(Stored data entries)
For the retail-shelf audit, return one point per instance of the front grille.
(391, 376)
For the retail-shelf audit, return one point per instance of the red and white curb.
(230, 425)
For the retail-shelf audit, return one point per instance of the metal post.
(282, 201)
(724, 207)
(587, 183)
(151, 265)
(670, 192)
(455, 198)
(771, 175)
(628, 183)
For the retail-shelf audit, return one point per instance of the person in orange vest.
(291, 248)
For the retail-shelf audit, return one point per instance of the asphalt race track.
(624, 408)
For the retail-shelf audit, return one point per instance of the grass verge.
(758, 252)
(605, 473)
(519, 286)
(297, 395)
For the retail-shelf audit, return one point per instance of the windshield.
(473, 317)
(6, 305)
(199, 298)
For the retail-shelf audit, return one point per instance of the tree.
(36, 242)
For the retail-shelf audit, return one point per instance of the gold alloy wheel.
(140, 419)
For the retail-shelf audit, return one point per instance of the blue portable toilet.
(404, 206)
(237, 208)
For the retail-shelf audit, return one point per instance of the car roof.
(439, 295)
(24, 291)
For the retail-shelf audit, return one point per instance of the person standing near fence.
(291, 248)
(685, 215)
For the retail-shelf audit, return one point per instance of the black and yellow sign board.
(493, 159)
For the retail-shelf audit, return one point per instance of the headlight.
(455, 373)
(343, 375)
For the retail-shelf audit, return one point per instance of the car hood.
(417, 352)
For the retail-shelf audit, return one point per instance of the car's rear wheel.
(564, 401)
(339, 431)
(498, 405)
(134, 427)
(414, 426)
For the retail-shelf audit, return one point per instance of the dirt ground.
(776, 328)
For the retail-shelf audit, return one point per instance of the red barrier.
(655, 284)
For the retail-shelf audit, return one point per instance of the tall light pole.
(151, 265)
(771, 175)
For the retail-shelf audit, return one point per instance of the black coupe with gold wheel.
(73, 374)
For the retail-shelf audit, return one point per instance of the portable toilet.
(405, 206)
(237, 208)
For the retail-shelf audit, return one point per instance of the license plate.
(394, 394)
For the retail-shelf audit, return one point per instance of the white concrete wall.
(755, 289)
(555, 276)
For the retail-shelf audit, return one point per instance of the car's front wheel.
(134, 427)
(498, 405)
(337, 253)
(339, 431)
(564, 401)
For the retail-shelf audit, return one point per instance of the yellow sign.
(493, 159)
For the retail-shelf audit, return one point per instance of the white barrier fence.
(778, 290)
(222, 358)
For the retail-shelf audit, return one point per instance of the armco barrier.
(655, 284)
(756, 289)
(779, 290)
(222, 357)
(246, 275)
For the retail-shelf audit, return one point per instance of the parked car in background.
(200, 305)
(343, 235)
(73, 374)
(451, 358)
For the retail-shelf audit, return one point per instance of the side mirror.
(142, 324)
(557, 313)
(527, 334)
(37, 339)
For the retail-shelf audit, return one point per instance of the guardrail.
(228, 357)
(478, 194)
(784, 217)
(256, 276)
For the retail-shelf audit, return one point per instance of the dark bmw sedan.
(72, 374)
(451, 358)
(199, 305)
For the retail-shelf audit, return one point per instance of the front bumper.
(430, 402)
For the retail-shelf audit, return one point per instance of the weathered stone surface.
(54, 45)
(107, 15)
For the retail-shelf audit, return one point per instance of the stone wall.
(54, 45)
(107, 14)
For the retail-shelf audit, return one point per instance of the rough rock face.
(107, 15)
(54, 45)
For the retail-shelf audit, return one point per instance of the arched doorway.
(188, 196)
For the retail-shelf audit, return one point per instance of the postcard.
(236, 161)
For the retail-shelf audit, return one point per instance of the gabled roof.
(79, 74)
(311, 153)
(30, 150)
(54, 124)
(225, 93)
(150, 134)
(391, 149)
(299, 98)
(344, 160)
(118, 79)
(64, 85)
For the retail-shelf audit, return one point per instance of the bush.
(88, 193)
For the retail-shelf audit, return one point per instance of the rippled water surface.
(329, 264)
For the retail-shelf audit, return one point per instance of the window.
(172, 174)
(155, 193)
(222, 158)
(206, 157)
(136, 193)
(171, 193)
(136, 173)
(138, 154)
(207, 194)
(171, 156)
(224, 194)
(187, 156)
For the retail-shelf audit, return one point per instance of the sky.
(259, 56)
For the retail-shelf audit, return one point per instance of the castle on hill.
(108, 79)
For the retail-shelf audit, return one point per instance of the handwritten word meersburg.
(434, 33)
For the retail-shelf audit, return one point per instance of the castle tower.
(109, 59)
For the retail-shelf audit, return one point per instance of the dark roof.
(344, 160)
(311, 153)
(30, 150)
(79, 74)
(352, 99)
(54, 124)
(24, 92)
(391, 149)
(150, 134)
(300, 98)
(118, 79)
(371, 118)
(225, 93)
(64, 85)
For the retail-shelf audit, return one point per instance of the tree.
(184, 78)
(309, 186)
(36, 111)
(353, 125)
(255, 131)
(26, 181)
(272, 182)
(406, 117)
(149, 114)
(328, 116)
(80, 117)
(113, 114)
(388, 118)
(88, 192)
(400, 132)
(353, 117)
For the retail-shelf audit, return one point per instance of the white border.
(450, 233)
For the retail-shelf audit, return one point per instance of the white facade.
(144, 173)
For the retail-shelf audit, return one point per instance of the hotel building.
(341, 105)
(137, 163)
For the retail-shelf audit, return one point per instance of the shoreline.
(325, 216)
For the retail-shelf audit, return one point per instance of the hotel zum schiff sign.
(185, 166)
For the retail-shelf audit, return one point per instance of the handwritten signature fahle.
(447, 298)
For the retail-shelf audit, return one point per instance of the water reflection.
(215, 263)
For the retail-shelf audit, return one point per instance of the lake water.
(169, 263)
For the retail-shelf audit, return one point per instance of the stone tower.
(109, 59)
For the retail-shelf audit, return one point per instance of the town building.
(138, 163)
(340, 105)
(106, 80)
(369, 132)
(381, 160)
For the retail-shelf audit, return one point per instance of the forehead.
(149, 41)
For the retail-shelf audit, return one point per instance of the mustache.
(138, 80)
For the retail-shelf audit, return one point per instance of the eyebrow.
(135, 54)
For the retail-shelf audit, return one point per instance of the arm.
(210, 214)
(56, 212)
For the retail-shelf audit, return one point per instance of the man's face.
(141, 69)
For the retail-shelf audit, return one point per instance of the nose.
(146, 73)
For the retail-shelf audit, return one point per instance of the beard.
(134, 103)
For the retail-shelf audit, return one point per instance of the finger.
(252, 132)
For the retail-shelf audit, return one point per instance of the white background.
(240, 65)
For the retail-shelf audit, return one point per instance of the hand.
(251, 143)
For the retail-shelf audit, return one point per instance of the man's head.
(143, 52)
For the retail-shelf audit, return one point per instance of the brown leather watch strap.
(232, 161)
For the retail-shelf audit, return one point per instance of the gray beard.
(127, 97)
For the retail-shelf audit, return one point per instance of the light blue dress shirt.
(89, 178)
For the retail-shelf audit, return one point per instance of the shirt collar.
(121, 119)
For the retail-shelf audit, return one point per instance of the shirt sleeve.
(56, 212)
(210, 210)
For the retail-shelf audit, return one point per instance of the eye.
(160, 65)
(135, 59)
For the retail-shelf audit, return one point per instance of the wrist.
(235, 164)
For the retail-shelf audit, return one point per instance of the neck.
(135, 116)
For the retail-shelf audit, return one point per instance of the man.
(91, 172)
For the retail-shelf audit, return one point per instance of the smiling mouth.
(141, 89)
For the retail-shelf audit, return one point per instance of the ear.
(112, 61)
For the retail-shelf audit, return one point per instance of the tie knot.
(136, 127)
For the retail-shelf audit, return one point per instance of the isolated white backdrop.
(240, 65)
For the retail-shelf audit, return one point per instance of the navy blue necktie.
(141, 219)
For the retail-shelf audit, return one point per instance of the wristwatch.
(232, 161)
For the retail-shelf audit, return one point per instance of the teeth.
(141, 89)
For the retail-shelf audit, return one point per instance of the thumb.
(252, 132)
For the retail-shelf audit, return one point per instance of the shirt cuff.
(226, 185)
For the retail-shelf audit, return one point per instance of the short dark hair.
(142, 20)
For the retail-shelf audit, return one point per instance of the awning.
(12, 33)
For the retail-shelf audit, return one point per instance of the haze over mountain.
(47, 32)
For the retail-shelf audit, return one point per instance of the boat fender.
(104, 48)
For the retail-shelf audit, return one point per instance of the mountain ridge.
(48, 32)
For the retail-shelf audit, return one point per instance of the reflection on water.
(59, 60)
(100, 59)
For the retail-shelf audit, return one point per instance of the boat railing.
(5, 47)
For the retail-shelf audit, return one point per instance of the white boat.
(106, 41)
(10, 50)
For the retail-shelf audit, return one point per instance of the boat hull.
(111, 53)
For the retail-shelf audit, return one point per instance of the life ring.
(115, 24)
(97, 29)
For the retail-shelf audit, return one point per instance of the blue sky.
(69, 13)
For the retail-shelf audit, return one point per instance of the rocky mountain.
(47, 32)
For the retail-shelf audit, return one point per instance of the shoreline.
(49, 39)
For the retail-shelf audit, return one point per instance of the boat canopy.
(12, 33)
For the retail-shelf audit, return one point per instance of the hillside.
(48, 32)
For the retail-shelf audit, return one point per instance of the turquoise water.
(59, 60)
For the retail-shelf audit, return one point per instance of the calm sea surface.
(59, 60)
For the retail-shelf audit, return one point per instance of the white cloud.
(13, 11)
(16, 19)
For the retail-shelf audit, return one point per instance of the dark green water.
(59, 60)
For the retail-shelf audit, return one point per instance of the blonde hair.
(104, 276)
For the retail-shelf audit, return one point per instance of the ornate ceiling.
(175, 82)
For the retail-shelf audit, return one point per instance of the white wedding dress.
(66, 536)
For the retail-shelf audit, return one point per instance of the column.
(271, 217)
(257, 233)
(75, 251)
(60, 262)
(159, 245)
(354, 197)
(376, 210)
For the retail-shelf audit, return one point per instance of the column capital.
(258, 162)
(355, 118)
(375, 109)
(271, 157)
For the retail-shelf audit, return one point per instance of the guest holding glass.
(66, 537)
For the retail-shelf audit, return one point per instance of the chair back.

### [EXERCISE]
Beginning with the line that has "the blue sky.", set down every line of the entries above through the final one, unchanged.

### [TASK OUTPUT]
For the retail-shelf audit, return one point per instance of the blue sky.
(69, 13)
For the retail-shelf audit, return one point per instance of the rocky mountain.
(47, 32)
For the retail-shelf audit, return one point per instance of the shoreline.
(49, 39)
For the retail-shelf audit, return one point per instance of the boat canopy.
(12, 33)
For the retail-shelf audit, return one point per instance of the hillside.
(48, 32)
For the retail-shelf audit, return one point per instance of the turquoise water.
(59, 60)
For the retail-shelf audit, return one point per instance of the calm sea surface.
(59, 60)
For the retail-shelf audit, return one point per instance of the white cloud.
(13, 11)
(16, 19)
For the retail-shelf audit, return one point per instance of the dark green water.
(59, 60)
For the retail-shelf audit, return one point per instance of the blonde hair.
(104, 276)
For the retail-shelf audit, return one point per instance of the ornate ceiling.
(175, 82)
For the retail-shelf audit, return one point per instance of the white wedding dress.
(66, 536)
For the retail-shelf audit, return one point per instance of the column.
(271, 217)
(257, 233)
(75, 251)
(60, 262)
(159, 245)
(354, 197)
(376, 210)
For the retail-shelf audit, return one point per instance of the column capital.
(258, 162)
(355, 118)
(375, 109)
(271, 157)
For the retail-shelf audit, return one point per instance of the guest holding glass.
(66, 537)
For the retail-shelf audit, return one point per instance of the chair back.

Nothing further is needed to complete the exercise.